**PROBLEM**
Character for character, transcribe the entries below, minus the images.
*** Opening INPUT MATERIAL ***
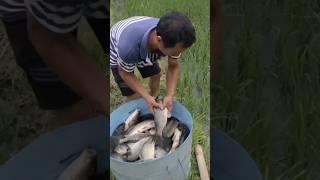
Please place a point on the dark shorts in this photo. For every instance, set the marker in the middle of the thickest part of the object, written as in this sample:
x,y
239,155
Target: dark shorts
x,y
50,91
145,72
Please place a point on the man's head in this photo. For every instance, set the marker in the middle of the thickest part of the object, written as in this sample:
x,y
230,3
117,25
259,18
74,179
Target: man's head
x,y
175,33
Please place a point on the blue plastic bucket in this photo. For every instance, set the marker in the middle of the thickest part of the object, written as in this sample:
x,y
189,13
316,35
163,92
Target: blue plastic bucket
x,y
173,166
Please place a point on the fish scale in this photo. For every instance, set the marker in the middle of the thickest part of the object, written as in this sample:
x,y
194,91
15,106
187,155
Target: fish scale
x,y
150,138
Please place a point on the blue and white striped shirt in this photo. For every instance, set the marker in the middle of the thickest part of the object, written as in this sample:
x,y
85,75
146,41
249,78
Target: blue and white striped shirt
x,y
128,43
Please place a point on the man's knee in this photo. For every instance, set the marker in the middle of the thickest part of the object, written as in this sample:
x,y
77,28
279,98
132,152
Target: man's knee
x,y
156,77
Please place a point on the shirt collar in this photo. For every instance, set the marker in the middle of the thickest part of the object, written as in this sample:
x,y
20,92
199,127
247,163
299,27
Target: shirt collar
x,y
144,42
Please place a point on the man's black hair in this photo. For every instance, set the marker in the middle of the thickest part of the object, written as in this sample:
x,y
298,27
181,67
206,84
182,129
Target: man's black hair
x,y
175,27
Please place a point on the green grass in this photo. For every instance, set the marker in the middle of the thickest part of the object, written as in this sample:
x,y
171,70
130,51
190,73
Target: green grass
x,y
193,88
266,92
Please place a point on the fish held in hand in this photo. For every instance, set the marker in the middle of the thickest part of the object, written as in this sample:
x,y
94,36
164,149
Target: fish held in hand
x,y
141,127
176,139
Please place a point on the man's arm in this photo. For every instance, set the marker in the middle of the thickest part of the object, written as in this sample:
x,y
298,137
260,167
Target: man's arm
x,y
172,76
132,81
69,60
172,81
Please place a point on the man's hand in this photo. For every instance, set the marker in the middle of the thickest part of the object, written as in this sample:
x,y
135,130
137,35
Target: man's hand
x,y
151,102
168,102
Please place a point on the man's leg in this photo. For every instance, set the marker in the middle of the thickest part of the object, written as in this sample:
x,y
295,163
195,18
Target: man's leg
x,y
154,72
154,85
51,93
124,88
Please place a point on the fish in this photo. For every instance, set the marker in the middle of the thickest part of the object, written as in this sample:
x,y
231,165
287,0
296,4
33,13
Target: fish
x,y
141,127
132,119
152,131
159,152
160,118
117,156
82,168
135,148
134,137
176,139
148,150
121,149
184,133
170,127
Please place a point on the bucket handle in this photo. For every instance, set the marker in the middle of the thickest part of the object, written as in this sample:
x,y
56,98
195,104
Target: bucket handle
x,y
181,168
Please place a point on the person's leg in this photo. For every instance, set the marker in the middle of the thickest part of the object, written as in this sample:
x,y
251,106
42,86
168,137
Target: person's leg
x,y
154,74
154,85
125,90
51,93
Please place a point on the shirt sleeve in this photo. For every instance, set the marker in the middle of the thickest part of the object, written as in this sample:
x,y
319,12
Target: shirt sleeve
x,y
59,16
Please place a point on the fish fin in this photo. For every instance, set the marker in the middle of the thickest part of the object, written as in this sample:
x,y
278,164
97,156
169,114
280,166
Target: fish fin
x,y
158,140
114,141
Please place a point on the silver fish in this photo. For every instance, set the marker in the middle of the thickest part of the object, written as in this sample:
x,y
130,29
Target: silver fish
x,y
132,119
147,152
159,152
141,127
121,149
176,139
117,156
82,168
170,127
183,133
152,131
135,148
134,137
*** Closing INPUT MATERIAL ***
**RESPONSE BOX**
Please place a point on the dark shorts in this photo. For every instance, set the marker in the middle of the thickest part of the object, written as in this sample:
x,y
239,155
Target: dark shorts
x,y
50,91
145,72
Please place a point on the man's head in this photo. For every instance, set the marker in the middle of the thickest part of the object, written as in this sample:
x,y
230,3
117,25
259,18
74,179
Target: man's head
x,y
175,33
Please place a point on the blue plastic bucket in this photo. For every instance, set the marker in the middle of the thickest part of the object, written as in this sample:
x,y
189,13
316,35
163,92
Target: blue plastic bucket
x,y
173,166
Please place a point on the fish scale in this photo. For every instance, set the marker in the middle of the thickest part of the object, written as in this sample:
x,y
194,91
15,106
187,155
Target: fish scale
x,y
150,138
Please place a point on the blue and white striped shirt in this photo. For every instance, set the marker in the middle of the thickest part of the object, written as in this sample:
x,y
85,75
146,41
249,78
Target: blue and white striped shirt
x,y
128,43
Please place a point on the man's knee in this photo. For every instance, set the marker in the middle of the thickest part of the object, written as in this sample:
x,y
77,28
279,98
132,152
Target: man's knee
x,y
156,77
Please place a point on the shirt collar in this photo. For every instance, set the marker in the middle of the thickest part of the object, written as in this sample:
x,y
20,92
199,127
247,163
299,27
Target: shirt collar
x,y
144,42
Please place a point on the man's black hair in this photo. For every instance, set the marker in the middle of the thickest part of the object, written as in this sample:
x,y
298,27
181,67
206,84
182,129
Target: man's black hair
x,y
175,27
Please place a point on the green grass in this photo. For every instance, set the marker in the middle of the thickest part of the object, written as in this sample:
x,y
171,70
130,51
190,73
Target: green grass
x,y
193,88
266,92
Please place a point on the fish held in hand in this photo. For every instance, set the marker in the middle of the thickest part of the object, written as in this sample:
x,y
94,36
164,149
Target: fish held in hand
x,y
141,127
176,139
Please place a point on the man's arm in this photo. For every instance, set the marker in the middle of the thickest part of the object, written as in this sample:
x,y
298,137
260,167
Target: man's arm
x,y
172,76
132,81
69,60
172,81
Please place a point on the man's hand in this photo. For every instance, set the marker in the middle of the thickest part of the object, written as in this sample:
x,y
135,130
137,35
Target: man's hand
x,y
151,102
168,102
Please place a point on the man's leg in this photo. For every instance, set the marker in the middle of the thickest part of the object, written as in this sample:
x,y
295,163
195,18
Target: man's leg
x,y
154,72
154,85
51,93
124,88
Please place a point on the fish in this photo. For every instance, set the marker in the middle of the thickest part of the object, written as in this sample:
x,y
231,165
287,0
296,4
33,13
Target: fish
x,y
141,127
132,119
152,131
159,152
160,118
117,156
82,168
135,148
134,137
176,139
148,150
121,149
184,133
170,127
Please place a point on the bucket handle in this photo. For every instance, set the marker in the middle of the thickest part of the object, written as in this sample:
x,y
56,98
195,104
Target: bucket handle
x,y
181,168
Please place a point on the person's leg in this photo. For every instance, set the marker in the middle of the thickest part of the object, written as in this sample:
x,y
251,106
42,86
168,137
Target: person's leg
x,y
154,74
154,85
125,90
51,93
Please place a point on the shirt sleeve in this photo. For every instance, set the marker in the middle of the thickest part of the object, written as in this sample:
x,y
319,12
Target: shirt sleeve
x,y
59,16
Please place a point on the fish fin in this photo. For every instance, set the marker in the middle of the thickest part of the object, written as in this sample:
x,y
278,164
97,156
169,114
280,166
Target: fish fin
x,y
158,140
114,141
Please place a point on the silver fish in this photo. For every instance, set the marker in the middle of the thickest part of the object, written as in this sample:
x,y
130,29
Target: silver fish
x,y
132,119
147,152
159,152
141,127
121,149
176,139
117,156
82,168
170,127
183,133
152,131
135,148
134,137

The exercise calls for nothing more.